# GOAL:
List every line below that contains the string "tape", copying each one in full.

(Polygon annotations for photos)
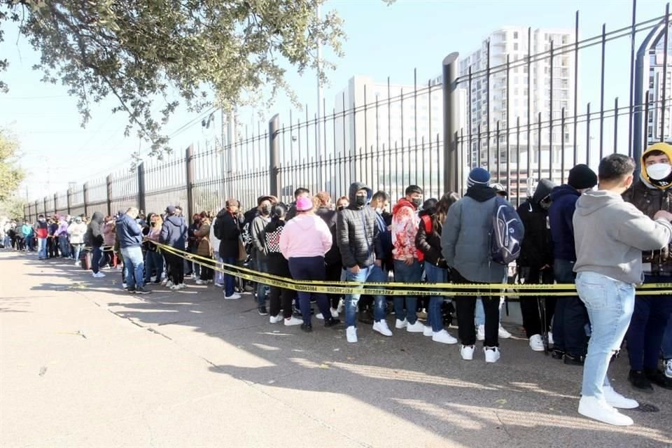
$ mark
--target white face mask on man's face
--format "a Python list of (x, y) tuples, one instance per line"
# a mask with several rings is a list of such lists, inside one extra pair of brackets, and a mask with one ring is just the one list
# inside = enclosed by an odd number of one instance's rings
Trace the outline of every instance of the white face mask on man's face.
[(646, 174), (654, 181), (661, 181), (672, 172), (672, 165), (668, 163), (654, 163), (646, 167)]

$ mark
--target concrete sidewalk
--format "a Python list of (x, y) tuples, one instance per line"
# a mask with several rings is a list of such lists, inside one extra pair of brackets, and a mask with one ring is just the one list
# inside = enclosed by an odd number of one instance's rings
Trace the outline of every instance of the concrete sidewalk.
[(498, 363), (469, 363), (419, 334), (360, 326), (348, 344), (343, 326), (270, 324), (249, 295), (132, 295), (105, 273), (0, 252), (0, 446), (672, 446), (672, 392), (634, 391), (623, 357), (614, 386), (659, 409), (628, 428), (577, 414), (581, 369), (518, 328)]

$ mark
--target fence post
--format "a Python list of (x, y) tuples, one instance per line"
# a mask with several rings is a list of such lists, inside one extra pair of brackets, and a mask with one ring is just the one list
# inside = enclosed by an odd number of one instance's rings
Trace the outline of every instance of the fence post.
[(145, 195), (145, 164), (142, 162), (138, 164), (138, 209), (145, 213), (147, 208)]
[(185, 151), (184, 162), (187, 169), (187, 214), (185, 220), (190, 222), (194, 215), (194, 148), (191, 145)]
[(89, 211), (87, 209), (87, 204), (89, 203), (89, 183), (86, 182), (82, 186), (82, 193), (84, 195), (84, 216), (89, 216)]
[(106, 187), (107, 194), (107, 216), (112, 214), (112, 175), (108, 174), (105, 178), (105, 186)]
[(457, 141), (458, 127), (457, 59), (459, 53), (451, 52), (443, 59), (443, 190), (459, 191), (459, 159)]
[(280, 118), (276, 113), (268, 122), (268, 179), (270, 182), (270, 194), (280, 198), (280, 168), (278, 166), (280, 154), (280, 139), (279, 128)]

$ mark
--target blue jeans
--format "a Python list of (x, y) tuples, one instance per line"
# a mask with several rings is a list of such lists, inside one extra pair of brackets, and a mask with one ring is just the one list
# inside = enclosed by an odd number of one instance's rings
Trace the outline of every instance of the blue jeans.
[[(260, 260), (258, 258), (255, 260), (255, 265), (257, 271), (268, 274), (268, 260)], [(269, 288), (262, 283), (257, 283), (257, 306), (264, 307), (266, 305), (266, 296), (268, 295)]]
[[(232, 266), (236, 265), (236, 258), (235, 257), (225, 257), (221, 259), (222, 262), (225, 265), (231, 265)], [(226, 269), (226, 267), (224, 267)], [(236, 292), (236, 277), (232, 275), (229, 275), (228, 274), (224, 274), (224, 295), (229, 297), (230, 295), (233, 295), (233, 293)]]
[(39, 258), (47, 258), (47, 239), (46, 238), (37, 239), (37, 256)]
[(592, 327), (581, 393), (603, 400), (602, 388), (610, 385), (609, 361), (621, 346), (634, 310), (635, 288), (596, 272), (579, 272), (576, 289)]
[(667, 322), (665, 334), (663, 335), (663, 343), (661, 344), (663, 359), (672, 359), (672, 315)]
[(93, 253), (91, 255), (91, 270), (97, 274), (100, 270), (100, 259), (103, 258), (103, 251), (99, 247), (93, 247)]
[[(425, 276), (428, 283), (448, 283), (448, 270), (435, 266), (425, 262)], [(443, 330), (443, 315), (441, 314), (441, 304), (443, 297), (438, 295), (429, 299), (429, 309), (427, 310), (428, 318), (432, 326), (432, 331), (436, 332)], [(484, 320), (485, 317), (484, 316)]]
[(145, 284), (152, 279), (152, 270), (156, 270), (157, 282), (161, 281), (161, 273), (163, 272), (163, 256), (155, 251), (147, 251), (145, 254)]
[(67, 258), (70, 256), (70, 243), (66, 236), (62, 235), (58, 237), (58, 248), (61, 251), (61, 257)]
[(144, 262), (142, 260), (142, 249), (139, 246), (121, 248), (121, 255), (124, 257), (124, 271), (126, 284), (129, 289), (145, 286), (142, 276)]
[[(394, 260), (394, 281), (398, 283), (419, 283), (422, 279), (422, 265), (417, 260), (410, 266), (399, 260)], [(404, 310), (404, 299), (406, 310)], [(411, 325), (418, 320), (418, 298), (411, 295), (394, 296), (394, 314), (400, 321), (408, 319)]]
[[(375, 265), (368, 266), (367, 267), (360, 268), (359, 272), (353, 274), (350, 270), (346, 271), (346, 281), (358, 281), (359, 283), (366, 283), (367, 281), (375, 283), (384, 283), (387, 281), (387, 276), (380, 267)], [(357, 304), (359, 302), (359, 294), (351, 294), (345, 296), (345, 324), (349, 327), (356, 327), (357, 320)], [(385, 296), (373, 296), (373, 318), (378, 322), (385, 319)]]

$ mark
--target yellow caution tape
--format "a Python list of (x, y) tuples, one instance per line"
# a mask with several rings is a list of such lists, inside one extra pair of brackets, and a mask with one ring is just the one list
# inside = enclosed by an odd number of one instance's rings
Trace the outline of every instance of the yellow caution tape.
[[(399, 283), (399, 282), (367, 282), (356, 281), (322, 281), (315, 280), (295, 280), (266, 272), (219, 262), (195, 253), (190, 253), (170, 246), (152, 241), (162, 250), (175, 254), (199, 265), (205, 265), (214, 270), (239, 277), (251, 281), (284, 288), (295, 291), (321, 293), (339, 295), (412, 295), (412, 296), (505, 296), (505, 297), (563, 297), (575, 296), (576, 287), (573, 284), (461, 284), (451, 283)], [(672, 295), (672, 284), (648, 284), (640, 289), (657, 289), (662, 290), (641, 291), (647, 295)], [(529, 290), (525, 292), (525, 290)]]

# REPLY TO THE EXERCISE:
--target yellow caution tape
Trace the outline of every instance of the yellow caution tape.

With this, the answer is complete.